| SET PROBLEM |
Quote the line containing "[mark] the white" and all lines that follow it in the listing below, exactly as written.

| RECORDS SUPPLIED |

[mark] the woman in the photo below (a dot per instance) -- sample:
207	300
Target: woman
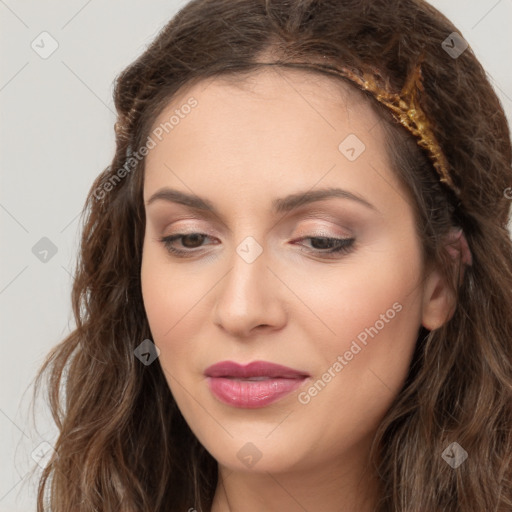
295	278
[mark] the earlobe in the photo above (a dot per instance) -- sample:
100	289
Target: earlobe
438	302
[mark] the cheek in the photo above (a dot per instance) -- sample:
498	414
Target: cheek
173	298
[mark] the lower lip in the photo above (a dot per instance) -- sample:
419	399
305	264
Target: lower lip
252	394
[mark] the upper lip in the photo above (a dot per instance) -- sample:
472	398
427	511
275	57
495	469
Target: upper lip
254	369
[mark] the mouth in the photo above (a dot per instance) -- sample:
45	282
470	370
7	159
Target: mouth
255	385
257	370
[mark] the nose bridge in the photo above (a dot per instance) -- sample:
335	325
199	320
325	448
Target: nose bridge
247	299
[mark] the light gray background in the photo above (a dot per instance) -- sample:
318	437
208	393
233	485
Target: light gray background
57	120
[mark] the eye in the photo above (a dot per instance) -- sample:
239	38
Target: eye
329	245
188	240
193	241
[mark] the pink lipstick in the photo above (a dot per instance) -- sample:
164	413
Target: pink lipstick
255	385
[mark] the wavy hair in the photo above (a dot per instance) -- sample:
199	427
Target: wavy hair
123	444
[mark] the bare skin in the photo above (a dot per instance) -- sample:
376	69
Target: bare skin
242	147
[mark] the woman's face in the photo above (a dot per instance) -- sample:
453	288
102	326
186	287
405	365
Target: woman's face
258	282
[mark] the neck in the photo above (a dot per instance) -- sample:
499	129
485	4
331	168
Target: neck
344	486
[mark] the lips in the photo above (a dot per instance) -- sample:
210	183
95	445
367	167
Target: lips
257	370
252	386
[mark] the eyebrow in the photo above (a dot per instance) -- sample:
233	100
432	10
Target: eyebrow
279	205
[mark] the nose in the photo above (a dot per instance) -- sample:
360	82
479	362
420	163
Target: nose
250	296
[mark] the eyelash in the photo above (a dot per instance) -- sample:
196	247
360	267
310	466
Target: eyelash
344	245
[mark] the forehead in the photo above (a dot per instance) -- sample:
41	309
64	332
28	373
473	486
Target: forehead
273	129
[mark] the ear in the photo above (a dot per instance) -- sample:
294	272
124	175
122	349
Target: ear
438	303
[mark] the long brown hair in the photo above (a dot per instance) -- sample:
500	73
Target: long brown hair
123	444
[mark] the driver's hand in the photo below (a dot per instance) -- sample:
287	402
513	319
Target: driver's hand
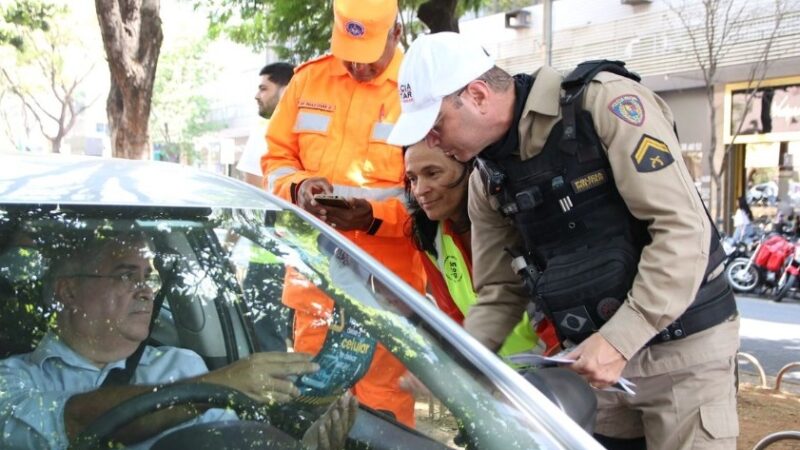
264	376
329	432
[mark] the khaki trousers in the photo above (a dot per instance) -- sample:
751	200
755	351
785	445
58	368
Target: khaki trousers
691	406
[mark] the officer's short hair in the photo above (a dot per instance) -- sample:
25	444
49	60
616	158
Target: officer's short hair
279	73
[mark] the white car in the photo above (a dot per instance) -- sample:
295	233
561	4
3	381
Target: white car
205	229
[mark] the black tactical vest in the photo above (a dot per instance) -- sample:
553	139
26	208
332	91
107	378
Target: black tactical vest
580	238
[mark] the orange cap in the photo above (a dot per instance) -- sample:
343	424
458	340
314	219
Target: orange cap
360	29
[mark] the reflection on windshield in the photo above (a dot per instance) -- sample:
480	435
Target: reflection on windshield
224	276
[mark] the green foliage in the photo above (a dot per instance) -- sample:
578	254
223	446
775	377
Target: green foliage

| ANSWER IN FULL |
[mark] the white car in the photo above (a dot per instance) -- sample:
295	233
561	4
3	381
Target: white car
205	229
[mark] the black tactical vest in the photo above (a dot per instance) -- sample:
553	139
26	208
332	91
107	378
Target: black tactical vest
580	238
[mark] the orange cap in the photo above (a dot per instance) -- sample:
343	424
458	340
314	219
Target: orange cap
360	29
[mark] the reflection on windshield in the photo above (a dot per instance) -- sample:
480	435
Target: reflection on windshield
224	276
[mark] the green foliage in the photo above (a dot per instance) -- sample:
578	254
223	446
775	377
Target: green foliage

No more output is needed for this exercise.